# Start of Provided material

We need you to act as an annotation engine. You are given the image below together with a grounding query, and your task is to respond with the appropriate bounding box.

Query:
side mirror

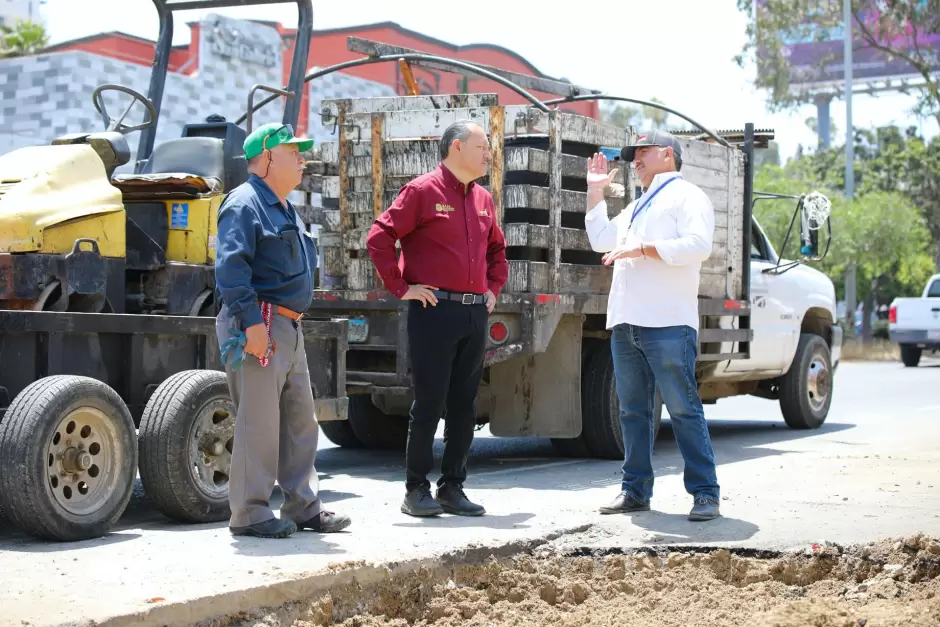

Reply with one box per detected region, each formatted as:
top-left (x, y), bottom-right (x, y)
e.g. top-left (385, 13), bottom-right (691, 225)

top-left (798, 192), bottom-right (832, 261)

# End of Provided material

Your task: Copy every line of the material above, including the text that precedes each answer, and shift each coordinate in the answers by -15. Leave the pictures out, and keep the format sample unchanged.

Final result:
We need you to act as an annotation engine. You are given the image below together with a grounding query, and your task is to respond with the appropriate bounding box.

Query:
side mirror


Reply with one box per detected region, each formatted as:
top-left (x, y), bottom-right (x, y)
e.g. top-left (385, 13), bottom-right (691, 225)

top-left (783, 177), bottom-right (817, 246)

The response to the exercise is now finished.